Northwestern Medicine scientists have uncovered new details explaining how poxviruses manipulate host cells to enhance their own protein production, according to a study published in Cell Reports.
Poxviruses are a family of large, double-stranded DNA viruses, which include variola virus (smallpox), monkeypox virus, and others, that infect both humans and animals. These viruses are unusual in that they replicate entirely in the cytoplasm of host cells and form large DNA-filled replication compartments. To evade antiviral response pathways in its host, the virus encodes nearly 100 immunomodulatory proteins as it spreads.
While previous research from the laboratory of Derek Walsh, PhD, professor of Microbiology-Immunology, showed how poxviruses encode proteins to combat host immune responses, less is currently known about how the viruses hijack host ribosomes to create viral proteins.
“Ribosomes are very large macromolecular machines that very rapidly and precisely decode mRNA into protein. For a long time, they’ve been viewed as kind of ‘dumb code-reading machines’ that don’t have any particular role in controlling translational specification,” said Walsh, who was senior author of the current study. “However, it is becoming clear that ribosomes can change in terms of structure and function, either through changes in their subunit composition or post-translational modifications to ribosomal subunit proteins, or a combination of both.”
In the study, investigators utilized quantitative proteomics and cryoelectron microscopy to track ribosomal subunit proteins (RPs) during poxvirus infection. They found that poxviruses do not alter the composition of ribosomal subunit proteins (RPs). However, the infection did modify the underlying molecular structure of the ribosome, leading to increased poxvirus protein translation.

Work instructions. Return the portion of the poxvirus article between "Northwestern Medicine scientists" and "in Cell Reports.", inclusive, copied word for word.

Point localization data.
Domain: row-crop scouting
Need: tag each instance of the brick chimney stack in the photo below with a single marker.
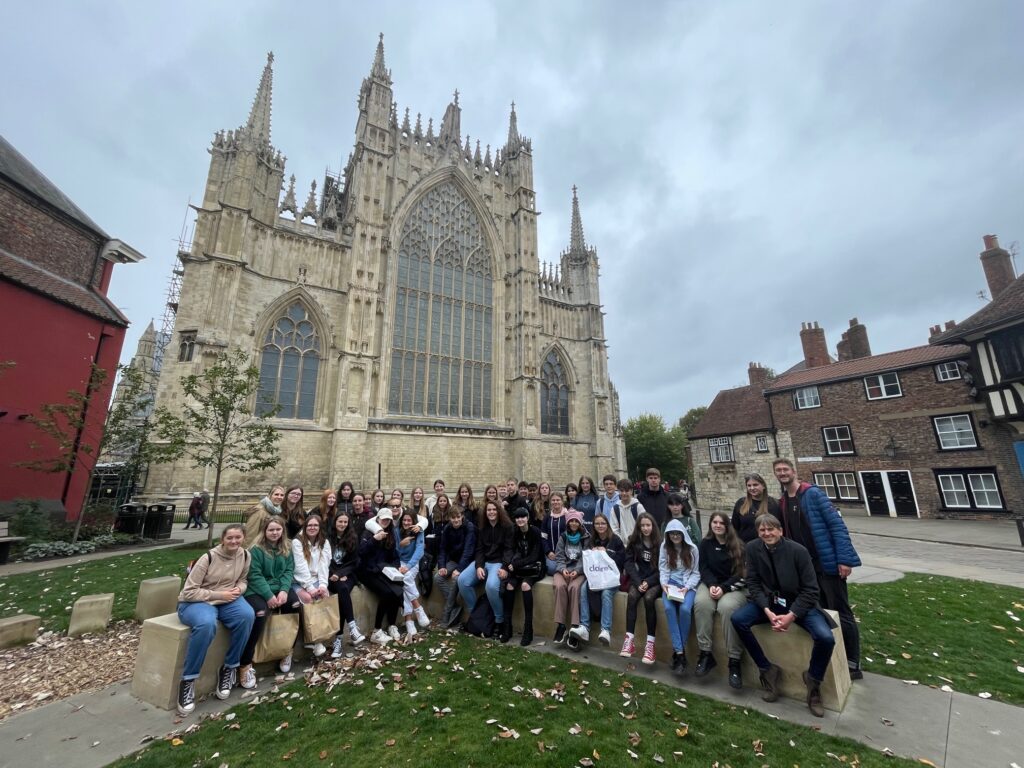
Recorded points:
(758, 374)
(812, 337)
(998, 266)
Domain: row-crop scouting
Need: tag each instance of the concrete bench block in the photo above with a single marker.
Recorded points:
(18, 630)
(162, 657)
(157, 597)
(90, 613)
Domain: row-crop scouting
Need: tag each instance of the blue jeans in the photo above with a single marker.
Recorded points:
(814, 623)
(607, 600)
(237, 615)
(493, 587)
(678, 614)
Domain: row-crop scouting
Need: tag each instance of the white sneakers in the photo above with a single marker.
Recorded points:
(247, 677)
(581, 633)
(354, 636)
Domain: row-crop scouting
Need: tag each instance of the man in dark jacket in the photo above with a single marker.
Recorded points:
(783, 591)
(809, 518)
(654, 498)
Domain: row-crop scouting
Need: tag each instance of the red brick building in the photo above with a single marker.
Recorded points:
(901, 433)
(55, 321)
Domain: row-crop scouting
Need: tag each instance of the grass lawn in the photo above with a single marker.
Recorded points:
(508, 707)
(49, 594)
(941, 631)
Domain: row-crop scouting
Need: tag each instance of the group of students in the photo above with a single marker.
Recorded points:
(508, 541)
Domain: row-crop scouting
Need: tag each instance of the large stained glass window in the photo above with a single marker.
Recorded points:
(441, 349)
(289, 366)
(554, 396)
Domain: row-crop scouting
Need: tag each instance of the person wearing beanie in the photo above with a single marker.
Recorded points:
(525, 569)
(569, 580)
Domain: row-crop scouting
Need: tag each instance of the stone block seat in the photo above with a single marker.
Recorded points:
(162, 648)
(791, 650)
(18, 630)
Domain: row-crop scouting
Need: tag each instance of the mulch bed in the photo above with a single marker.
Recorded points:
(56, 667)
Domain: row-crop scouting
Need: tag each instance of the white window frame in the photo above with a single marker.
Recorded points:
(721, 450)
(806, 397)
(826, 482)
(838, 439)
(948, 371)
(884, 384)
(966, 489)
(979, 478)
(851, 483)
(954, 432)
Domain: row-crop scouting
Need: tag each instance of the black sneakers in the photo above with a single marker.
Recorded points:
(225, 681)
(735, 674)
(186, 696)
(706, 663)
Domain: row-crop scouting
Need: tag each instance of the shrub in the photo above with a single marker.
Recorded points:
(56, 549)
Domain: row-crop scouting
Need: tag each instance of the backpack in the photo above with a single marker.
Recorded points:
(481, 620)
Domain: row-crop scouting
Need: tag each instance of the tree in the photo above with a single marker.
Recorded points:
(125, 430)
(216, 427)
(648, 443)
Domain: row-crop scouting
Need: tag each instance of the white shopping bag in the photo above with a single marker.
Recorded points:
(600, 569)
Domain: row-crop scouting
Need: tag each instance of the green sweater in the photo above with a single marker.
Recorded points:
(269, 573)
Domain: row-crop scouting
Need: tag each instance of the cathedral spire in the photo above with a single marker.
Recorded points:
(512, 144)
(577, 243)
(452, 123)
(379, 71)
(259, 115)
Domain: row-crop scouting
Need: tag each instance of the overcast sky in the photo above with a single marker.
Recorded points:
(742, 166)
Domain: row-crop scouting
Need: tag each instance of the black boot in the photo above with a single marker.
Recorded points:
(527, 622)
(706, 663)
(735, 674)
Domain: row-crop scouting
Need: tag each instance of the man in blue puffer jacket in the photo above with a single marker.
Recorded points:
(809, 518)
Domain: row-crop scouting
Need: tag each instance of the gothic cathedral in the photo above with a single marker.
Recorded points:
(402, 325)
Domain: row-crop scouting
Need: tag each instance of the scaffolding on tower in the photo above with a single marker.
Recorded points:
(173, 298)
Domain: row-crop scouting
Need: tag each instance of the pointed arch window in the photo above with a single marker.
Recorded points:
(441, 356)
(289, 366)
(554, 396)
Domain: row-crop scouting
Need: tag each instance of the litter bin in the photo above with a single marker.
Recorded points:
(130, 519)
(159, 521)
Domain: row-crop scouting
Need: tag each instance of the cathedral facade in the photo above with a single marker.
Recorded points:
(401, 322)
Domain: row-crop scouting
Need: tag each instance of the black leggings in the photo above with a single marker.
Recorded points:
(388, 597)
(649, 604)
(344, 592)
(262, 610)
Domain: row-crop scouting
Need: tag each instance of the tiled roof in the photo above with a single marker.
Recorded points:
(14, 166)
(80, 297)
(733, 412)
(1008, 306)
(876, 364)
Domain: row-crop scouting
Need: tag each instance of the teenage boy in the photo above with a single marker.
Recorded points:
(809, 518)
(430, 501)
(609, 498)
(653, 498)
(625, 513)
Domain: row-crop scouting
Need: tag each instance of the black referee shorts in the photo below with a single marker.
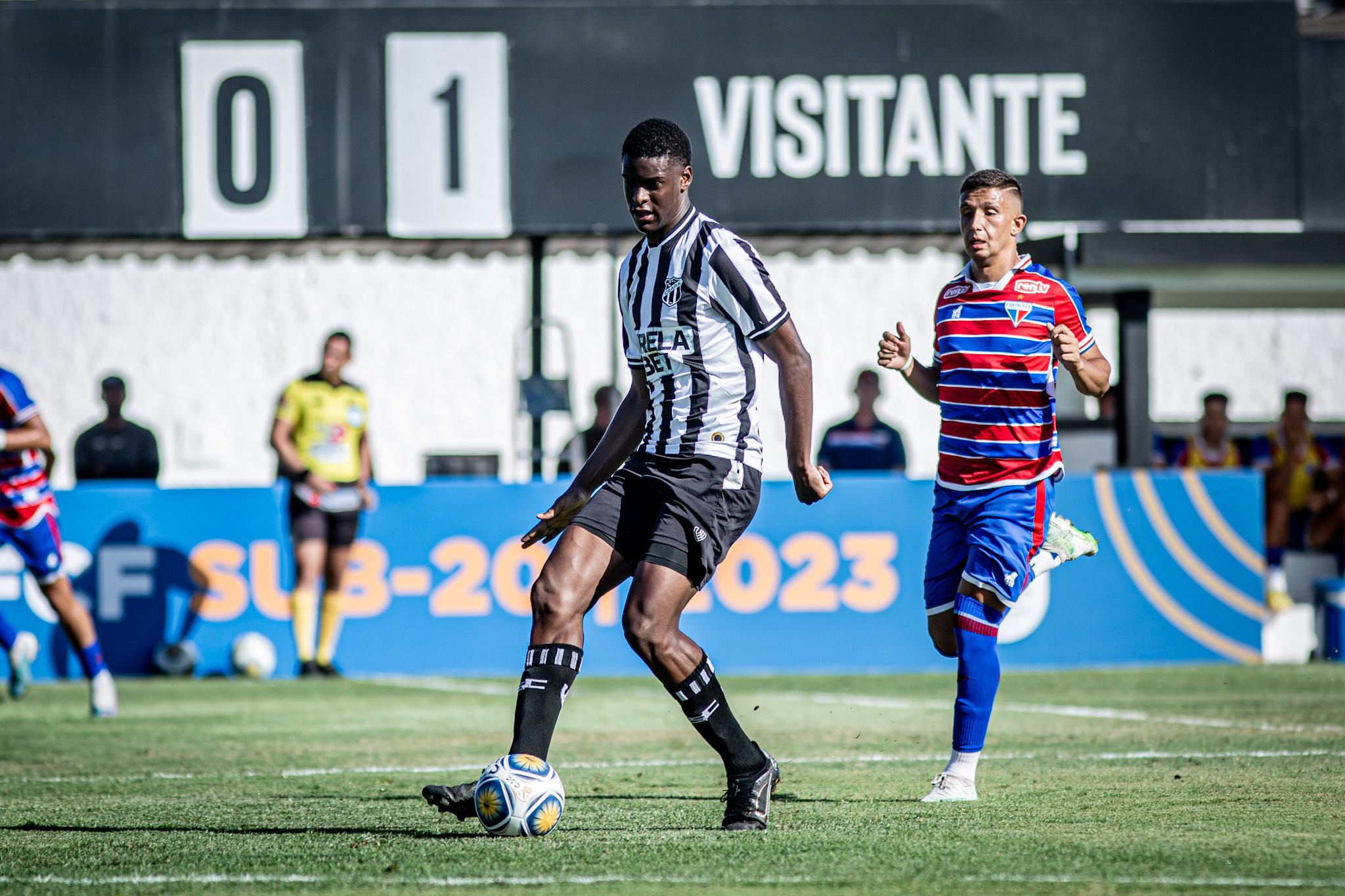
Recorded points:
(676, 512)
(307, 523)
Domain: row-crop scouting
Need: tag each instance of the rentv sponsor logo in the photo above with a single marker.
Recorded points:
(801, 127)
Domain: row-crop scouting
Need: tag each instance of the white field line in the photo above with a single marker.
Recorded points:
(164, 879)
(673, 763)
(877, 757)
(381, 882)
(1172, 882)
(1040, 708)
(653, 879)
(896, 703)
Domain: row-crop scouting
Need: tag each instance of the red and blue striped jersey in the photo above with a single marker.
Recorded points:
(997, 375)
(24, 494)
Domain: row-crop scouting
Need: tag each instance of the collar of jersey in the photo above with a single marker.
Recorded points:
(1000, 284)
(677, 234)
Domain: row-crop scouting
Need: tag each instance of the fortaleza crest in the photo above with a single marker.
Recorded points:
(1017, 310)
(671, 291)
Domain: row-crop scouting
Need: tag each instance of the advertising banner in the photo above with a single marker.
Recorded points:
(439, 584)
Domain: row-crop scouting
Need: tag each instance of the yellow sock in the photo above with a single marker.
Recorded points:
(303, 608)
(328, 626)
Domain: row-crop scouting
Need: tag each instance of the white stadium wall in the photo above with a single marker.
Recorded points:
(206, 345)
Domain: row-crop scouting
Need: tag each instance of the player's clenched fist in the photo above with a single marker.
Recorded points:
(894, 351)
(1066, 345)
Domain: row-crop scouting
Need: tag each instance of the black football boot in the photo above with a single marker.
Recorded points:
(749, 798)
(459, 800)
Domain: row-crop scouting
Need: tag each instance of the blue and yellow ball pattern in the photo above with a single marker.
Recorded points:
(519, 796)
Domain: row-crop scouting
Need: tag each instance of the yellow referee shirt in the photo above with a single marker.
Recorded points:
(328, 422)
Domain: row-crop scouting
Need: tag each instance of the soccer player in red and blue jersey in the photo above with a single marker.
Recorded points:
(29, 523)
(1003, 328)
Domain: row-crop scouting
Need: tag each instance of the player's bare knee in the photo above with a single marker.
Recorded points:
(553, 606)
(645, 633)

The completed task.
Northwestern Medicine scientists have uncovered new details explaining how poxviruses manipulate host cells to enhance their own protein production, according to a study published in Cell Reports.